**Passage**:
Then we turned to Revelations: here the pregnant woman is clothed with the sun and wreathed by the stars. Here the labor is on a cosmic scale. Here the baby is directly threatened by the waiting, gaping, hungry, evil jaws of a fiery dragon. Here the birth culminates in a barely-in-time rescue, sweeping the infant up to the very throne of Heaven. And here the sequence of events triggers a celestial war, with angels and demons and victory and defeat. I don't think most of the staff had read this before, and they were fascinated, laughing nervously. Because in Africa we don't doubt the pervading precence of the spiritual world, and the danger of the devouring dragon.
Both accounts are true pictures of reality: one a picture of that which was seen by human eyes, and one a picture of the unseen events that were occurring in the spiritual realm.
So we were encouraged to remember that what we see here, happening, tangibly before our eyes, is only a partial truth. The long line of patients with their needs represents dozens of lives in the balance, with eternal consequences. The tiny jaundiced newborn who responds to IV antibiotics so painstakingly given represents a victory that might be mirrored in a heavenly battle. The choice to come to work when most of the world around us is consumed in selling their cocoa and buying new clothes for Christmas day represents the kind of courage mentioned in Rev 12:11, the kind that overcomes evil, forever.
A few people in Luke 2 got to glimpse both realities, to see the material events in real time while recognizing their reflected spiritual impact. Mary, the shepherds, Simeon, Anna. For some, because God by grace overwhelmed them with inescapable visions. For others, because they had dedicated themselves to the search, and recognized God's hand in events. I'm praying to become that sort of person, grounded in the hands-on messiness of life and death on the streets and stables of our earth, but able to see the pattern of God's work, and be carried along by faith and hope, the unshakable evidence of things not seen.

**Extracted records**:
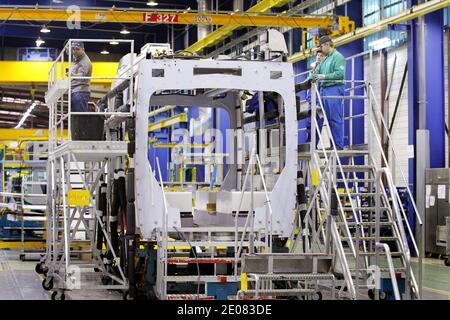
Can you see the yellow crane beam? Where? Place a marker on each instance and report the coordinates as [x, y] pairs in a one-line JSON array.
[[25, 134], [18, 72], [182, 117], [404, 16], [225, 31], [247, 19]]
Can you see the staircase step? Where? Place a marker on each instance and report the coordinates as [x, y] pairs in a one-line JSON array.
[[350, 168], [365, 254], [366, 223], [306, 154], [356, 180], [368, 209], [402, 269], [372, 238], [359, 194]]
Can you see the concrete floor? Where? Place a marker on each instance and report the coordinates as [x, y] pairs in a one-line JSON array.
[[19, 281]]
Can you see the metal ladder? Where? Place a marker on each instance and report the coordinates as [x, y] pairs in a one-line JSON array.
[[75, 258], [350, 211]]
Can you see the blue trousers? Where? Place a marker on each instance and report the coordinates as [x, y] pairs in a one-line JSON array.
[[319, 121], [334, 110], [80, 101]]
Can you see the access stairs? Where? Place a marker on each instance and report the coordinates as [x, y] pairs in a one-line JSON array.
[[353, 206]]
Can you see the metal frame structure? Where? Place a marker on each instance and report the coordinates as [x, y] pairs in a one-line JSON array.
[[342, 189], [84, 165]]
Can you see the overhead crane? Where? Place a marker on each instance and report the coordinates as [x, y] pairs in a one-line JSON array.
[[402, 17], [245, 19]]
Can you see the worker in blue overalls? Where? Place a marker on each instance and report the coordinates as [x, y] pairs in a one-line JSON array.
[[331, 74], [319, 58]]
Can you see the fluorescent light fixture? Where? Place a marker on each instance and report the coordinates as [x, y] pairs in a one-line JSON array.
[[26, 115], [39, 42], [380, 43], [45, 29], [10, 113], [7, 122]]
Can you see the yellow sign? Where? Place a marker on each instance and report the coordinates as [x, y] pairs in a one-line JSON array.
[[80, 198], [244, 282], [315, 178]]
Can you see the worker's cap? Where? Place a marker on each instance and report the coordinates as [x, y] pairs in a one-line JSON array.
[[78, 44], [323, 40]]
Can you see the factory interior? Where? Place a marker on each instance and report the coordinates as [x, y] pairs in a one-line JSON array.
[[237, 150]]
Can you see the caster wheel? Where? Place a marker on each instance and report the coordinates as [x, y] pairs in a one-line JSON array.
[[371, 294], [39, 268], [105, 280], [55, 296], [317, 296], [47, 284]]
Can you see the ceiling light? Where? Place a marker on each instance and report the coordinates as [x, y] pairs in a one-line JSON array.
[[10, 113], [39, 42], [380, 43], [45, 29], [25, 115]]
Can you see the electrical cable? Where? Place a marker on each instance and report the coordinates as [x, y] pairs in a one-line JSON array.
[[196, 260]]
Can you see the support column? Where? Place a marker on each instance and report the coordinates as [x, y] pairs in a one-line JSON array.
[[431, 102], [354, 11]]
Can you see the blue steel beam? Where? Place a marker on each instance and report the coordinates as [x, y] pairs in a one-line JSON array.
[[435, 113]]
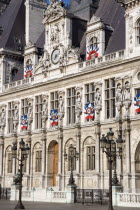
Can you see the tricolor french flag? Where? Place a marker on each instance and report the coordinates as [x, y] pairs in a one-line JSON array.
[[92, 52], [137, 104], [89, 111], [54, 117]]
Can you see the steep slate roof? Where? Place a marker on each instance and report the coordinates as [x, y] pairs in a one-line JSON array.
[[113, 14], [13, 23]]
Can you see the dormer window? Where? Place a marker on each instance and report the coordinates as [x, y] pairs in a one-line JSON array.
[[138, 31]]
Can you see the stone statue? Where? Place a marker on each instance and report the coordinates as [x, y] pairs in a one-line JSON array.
[[127, 94], [119, 93], [97, 97]]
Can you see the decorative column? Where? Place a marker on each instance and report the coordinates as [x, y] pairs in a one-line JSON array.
[[97, 108], [61, 114], [78, 111], [127, 131]]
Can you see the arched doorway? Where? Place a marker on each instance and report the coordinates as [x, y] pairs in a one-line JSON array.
[[52, 163], [137, 167]]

**Work to complete**: Return everything in the passage from "Then we turned" down to "the devouring dragon.", copied word for word. The records are independent material and have no connection to the passage.

**Response to the task**:
Then we turned to Revelations: here the pregnant woman is clothed with the sun and wreathed by the stars. Here the labor is on a cosmic scale. Here the baby is directly threatened by the waiting, gaping, hungry, evil jaws of a fiery dragon. Here the birth culminates in a barely-in-time rescue, sweeping the infant up to the very throne of Heaven. And here the sequence of events triggers a celestial war, with angels and demons and victory and defeat. I don't think most of the staff had read this before, and they were fascinated, laughing nervously. Because in Africa we don't doubt the pervading precence of the spiritual world, and the danger of the devouring dragon.